▶ [Brief]:
Retype every line below precisely as it appears.
☆ ☆ ☆ ☆ ☆ ☆ ☆
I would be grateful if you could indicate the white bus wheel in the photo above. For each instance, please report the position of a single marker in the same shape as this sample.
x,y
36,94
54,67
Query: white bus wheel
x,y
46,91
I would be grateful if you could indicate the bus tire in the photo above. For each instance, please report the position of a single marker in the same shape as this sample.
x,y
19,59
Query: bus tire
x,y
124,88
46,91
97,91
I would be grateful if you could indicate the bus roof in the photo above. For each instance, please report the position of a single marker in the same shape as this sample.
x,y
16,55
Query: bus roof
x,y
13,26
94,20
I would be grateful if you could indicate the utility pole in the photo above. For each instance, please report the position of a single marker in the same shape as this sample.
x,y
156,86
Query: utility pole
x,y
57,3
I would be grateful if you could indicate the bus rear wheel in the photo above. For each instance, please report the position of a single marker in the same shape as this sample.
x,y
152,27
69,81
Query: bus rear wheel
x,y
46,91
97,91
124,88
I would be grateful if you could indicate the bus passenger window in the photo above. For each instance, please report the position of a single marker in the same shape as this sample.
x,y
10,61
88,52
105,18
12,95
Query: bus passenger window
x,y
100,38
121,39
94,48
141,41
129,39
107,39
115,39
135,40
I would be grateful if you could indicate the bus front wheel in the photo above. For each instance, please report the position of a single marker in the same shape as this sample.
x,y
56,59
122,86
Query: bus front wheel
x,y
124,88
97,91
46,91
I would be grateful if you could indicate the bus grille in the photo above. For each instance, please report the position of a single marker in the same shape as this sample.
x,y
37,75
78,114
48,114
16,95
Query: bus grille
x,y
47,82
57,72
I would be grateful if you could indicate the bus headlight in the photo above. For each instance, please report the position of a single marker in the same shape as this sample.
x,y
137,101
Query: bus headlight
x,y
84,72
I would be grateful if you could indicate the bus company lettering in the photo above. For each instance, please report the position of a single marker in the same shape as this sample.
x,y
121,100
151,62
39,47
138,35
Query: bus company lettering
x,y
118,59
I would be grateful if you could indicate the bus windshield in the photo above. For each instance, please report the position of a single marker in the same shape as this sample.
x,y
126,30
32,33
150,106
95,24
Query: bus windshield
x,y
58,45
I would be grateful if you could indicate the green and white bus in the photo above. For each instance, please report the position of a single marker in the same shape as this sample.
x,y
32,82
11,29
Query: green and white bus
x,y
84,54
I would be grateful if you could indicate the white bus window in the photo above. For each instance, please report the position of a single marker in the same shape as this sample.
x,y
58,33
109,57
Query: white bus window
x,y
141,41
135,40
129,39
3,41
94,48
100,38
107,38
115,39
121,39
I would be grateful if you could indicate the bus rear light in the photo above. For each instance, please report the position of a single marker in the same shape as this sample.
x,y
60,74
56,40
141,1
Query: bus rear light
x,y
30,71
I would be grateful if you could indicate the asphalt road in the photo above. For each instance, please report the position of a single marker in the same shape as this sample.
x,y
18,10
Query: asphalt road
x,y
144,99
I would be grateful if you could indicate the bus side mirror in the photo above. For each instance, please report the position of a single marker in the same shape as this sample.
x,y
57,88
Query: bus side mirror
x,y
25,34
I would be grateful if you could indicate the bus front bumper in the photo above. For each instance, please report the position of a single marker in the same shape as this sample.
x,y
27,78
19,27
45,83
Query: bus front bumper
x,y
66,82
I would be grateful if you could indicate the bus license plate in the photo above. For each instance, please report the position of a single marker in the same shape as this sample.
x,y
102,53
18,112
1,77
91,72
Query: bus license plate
☆ ☆ ☆ ☆ ☆ ☆ ☆
▶ [The completed task]:
I would be grateful if you could indicate the white bus wheel in the photo above. For each instance, please report the position of a single marker in the same shape as this sample.
x,y
36,94
54,67
Query: white bus wheel
x,y
46,91
I would be grateful if you could indicate the bus tire in the photo above. For each instance, please report the position of a single marker in the same shape as this sample.
x,y
19,59
Query: bus tire
x,y
124,88
46,91
97,91
I would be grateful if you could indicate the bus roof in the photo above. For each instance, please report the position of a single marker in the same shape as this sample.
x,y
16,55
Query: bus roof
x,y
13,26
94,20
I would be grateful if you could indicate the utility pole in the photo above. For each instance, please report the position of a single marker in the same shape as this sample.
x,y
156,86
Query: utility pole
x,y
57,3
I would be grateful if you could indicate the bus rear wheel in the photo above. For each instance, please report the position of a single marker in the same shape as this sample.
x,y
152,27
69,81
Query: bus rear wheel
x,y
46,91
97,91
124,88
I would be grateful if you could indicate the bus passenger window in the photo above. For each instance, please report the position of a single marker in the same shape as this sample.
x,y
10,61
88,52
105,18
12,95
Query: bus passenger window
x,y
100,38
121,39
94,48
141,41
129,39
107,39
115,39
135,40
I would be grateful if you could indicate the bus front wheel in the photo above. For each instance, please report the position of a single marker in the same shape as this sample.
x,y
56,59
122,86
Query: bus front wheel
x,y
124,88
97,91
46,91
I would be grateful if you could indicate the bus grille in the photo above. For each instance, please report the position of a single marker in the same shape as this sample.
x,y
37,75
78,114
48,114
16,95
Query: bus grille
x,y
47,82
57,72
I would be grateful if you could indicate the bus headlight in the photo above. For each instance, please report the position of a single marker in the same shape as this sample.
x,y
137,101
Query: bus headlight
x,y
84,72
I would be grateful if you could indicate the bus company lettering in the photo above. For each instance, please report the position of a single marker in the same shape as this sample.
x,y
121,100
151,62
39,47
138,35
Query: bus company lettering
x,y
118,59
I would be grateful if you could indicate the bus windshield in the photo above. For each instance, please report the position of a single marker in the same shape as this sample.
x,y
126,30
32,33
150,106
95,24
Query: bus windshield
x,y
58,45
I would be grateful if you could indicate the green and white bus in the photo above. For each instance, please report the position of a single marker in the same shape as this sample.
x,y
32,82
11,29
Query: green and white bus
x,y
84,54
I would be grateful if you could indicate the white bus window in the photo above. For each instance, please report the position of a single marker in the same shape as this sample.
x,y
58,33
109,57
Query: white bus window
x,y
141,41
135,40
129,39
3,41
94,48
100,38
107,38
115,39
121,39
I would be grateful if you could indicate the bus rear light in the photo above. For each instance, please report the position of a single marker in the same shape as this sample.
x,y
60,74
56,40
141,1
Query: bus rear light
x,y
30,71
I would be grateful if you could indicate the asphalt road in the photo above. For each instance, please report the position of a single marker in the same shape as this sample.
x,y
18,10
Query: asphalt road
x,y
144,99
I would be grateful if you could indicate the bus side mirror in the photo above. For each instance, please report the position of a single marker in the same shape as this sample.
x,y
57,88
Query: bus side mirror
x,y
25,34
I would be grateful if you could indicate the bus front bumper in the photo above. For each instance, please report the position of a single marker in the same shape as this sample.
x,y
27,78
19,27
45,83
Query: bus front bumper
x,y
66,82
I would be grateful if you could indicate the bus license plate in the photo above. For each instance, please report the position of a single marker in the same shape as this sample.
x,y
102,53
18,112
1,77
91,72
Query: bus license plate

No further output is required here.